**WHAT IS NEEDED**
Find every line in the records that contains the word "window" and copy each of those lines.

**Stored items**
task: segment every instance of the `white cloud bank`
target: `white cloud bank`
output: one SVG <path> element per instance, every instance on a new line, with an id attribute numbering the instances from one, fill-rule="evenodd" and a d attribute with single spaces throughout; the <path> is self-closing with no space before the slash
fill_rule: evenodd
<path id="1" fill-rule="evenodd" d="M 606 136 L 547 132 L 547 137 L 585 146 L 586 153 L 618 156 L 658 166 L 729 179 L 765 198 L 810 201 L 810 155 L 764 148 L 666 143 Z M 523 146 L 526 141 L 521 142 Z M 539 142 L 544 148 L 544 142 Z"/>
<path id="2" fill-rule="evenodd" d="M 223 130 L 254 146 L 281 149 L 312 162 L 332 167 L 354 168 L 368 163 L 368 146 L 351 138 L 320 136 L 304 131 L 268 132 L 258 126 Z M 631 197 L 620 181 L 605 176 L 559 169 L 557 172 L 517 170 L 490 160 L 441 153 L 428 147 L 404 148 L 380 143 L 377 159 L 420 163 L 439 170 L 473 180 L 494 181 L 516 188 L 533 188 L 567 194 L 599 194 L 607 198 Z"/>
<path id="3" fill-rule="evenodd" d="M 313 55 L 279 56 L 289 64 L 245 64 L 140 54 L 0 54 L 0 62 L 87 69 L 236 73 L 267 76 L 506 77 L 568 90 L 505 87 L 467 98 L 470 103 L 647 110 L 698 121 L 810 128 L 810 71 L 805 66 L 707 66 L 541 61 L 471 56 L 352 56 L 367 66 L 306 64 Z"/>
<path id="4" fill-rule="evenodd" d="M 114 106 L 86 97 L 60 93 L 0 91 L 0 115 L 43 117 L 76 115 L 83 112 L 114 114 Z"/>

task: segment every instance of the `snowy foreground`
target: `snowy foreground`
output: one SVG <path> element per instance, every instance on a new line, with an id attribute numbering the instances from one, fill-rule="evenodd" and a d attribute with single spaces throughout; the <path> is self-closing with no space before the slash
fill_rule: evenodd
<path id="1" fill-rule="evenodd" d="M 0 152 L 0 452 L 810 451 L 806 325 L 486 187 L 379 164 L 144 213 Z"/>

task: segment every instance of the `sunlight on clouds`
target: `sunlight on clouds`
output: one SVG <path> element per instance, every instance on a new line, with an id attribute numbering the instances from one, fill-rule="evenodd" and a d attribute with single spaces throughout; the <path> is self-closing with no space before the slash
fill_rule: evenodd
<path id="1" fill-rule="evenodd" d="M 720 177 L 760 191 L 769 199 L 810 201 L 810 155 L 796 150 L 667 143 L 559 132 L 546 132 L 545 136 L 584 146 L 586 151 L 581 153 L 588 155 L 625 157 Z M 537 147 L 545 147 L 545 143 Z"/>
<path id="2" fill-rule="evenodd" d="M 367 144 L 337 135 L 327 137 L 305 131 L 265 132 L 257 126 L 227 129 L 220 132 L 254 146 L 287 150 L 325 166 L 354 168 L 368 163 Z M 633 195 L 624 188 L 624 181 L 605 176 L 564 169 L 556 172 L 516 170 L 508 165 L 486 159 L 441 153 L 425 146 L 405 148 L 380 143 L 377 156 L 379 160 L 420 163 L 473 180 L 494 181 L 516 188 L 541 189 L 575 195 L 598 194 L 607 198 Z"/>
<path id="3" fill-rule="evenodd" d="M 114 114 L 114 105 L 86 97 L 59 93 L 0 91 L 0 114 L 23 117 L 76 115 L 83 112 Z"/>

...

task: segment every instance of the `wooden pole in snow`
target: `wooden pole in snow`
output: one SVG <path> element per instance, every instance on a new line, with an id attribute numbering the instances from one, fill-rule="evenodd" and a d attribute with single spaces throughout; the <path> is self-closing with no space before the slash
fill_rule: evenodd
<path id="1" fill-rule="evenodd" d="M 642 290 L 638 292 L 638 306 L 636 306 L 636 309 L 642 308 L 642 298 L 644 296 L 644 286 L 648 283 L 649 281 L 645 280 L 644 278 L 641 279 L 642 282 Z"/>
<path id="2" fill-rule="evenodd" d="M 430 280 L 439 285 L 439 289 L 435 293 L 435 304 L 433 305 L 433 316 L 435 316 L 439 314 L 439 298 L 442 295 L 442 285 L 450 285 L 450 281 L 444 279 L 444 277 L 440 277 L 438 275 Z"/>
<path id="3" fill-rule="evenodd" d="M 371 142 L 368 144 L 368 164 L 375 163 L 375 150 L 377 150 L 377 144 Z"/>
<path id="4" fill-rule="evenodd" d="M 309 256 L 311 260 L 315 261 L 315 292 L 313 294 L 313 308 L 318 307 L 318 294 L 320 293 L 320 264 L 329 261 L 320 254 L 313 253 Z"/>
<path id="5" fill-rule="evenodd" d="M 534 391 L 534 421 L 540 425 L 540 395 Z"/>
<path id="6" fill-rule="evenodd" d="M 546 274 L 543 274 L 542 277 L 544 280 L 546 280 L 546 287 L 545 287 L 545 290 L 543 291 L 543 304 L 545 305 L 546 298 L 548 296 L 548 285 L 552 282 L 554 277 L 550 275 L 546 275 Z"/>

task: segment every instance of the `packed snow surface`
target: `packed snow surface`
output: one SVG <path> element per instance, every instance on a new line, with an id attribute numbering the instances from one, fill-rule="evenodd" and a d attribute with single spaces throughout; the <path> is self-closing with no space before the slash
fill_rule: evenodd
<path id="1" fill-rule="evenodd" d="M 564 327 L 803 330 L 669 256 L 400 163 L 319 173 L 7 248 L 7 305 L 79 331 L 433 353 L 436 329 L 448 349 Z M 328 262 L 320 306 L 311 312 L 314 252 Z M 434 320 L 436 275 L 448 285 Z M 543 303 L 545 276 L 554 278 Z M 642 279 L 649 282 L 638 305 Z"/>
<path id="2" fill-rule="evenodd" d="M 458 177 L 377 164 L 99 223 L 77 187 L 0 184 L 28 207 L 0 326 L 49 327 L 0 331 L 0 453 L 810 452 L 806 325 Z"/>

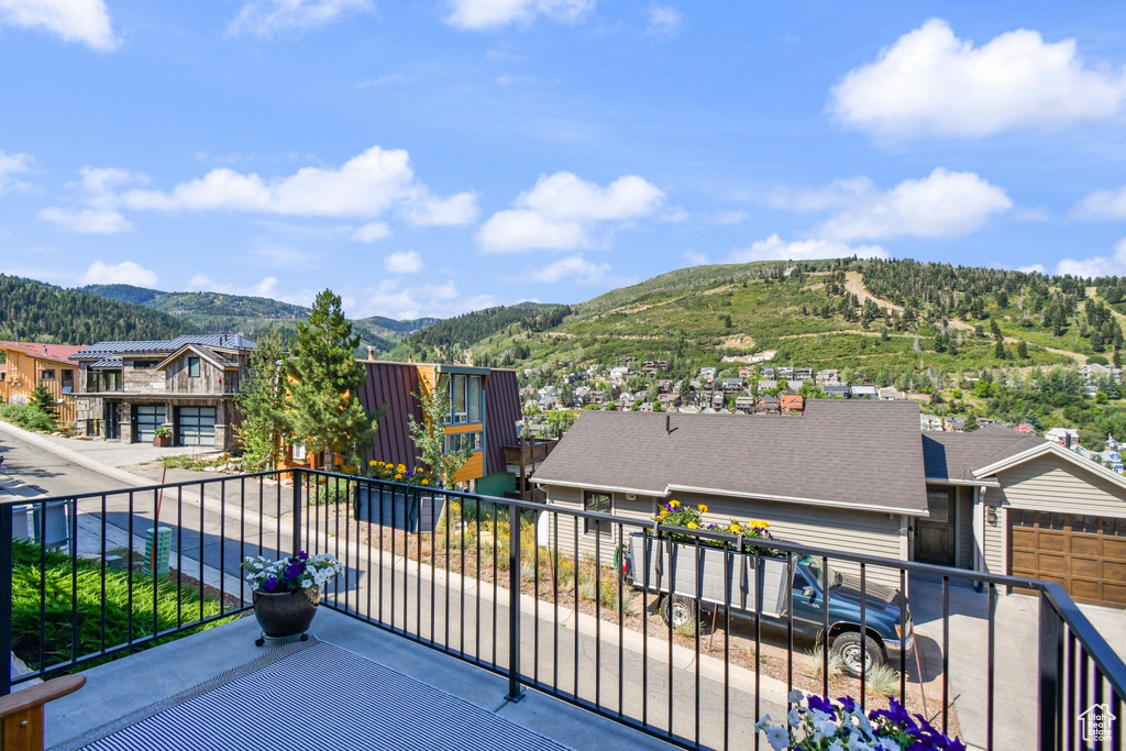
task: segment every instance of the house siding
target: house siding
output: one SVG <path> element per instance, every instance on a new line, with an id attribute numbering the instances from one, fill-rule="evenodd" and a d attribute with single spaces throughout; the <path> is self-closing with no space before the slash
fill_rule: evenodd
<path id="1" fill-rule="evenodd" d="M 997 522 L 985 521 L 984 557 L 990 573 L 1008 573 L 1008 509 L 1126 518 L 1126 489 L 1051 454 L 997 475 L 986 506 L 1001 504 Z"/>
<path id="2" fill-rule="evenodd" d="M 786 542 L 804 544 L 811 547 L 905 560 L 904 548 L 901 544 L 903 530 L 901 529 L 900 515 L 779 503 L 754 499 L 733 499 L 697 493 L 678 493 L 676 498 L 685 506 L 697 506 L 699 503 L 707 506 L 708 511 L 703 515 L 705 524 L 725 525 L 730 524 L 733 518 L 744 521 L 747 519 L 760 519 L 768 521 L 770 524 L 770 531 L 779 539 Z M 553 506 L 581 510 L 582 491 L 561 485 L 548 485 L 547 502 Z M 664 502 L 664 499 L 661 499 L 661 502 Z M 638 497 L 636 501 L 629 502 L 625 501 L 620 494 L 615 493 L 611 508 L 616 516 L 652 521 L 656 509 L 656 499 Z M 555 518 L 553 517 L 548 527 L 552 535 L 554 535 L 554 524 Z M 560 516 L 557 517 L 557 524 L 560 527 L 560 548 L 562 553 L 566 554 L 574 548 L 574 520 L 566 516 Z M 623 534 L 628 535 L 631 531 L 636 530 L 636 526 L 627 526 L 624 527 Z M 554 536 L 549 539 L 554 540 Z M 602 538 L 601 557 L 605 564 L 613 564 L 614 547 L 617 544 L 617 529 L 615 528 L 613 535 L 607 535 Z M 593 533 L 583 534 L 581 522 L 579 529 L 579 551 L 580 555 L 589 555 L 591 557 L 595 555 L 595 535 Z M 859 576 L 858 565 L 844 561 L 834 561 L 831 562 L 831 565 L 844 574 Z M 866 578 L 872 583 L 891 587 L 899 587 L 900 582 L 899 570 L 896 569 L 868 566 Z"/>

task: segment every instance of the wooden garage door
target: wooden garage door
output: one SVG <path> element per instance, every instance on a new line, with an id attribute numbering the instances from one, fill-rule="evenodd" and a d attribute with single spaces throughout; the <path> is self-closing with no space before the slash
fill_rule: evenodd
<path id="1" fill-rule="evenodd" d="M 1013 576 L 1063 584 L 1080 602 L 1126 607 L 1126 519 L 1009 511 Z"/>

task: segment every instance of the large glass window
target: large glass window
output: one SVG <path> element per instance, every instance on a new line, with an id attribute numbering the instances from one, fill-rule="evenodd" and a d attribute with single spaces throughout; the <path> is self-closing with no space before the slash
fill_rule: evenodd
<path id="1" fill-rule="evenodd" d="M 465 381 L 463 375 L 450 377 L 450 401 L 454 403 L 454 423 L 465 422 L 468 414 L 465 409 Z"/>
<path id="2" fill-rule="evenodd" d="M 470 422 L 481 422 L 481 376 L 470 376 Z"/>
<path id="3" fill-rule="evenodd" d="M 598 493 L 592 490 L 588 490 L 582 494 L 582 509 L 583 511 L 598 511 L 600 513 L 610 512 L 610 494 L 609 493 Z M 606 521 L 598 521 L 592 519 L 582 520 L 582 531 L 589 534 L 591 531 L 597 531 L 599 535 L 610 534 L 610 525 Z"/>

---

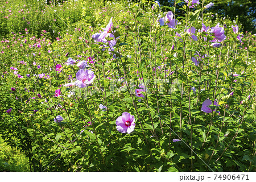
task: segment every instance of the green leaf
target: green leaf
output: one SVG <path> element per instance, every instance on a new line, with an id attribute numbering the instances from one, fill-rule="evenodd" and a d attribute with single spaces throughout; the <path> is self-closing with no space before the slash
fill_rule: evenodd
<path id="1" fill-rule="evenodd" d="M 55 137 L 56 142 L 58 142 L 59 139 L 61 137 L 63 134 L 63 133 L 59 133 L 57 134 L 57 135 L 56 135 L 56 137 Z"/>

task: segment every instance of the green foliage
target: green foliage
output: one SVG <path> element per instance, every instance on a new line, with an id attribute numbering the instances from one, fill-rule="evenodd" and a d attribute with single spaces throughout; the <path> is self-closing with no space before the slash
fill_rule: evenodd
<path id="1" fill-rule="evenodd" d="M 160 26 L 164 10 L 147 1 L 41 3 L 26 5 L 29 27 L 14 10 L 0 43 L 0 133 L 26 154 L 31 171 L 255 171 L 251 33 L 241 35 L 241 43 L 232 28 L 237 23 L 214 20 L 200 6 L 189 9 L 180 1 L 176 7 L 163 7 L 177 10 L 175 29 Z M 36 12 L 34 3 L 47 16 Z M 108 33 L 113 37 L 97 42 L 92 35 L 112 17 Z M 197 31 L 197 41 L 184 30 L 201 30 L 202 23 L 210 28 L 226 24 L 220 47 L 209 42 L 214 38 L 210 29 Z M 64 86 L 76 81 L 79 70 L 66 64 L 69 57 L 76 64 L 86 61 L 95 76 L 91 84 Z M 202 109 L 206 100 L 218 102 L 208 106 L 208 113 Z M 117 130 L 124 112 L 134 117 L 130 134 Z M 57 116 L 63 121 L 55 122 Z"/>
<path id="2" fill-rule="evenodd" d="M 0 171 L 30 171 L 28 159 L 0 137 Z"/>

**TASK SOLUTION**
task: segment every instance of the large glass window
target: large glass window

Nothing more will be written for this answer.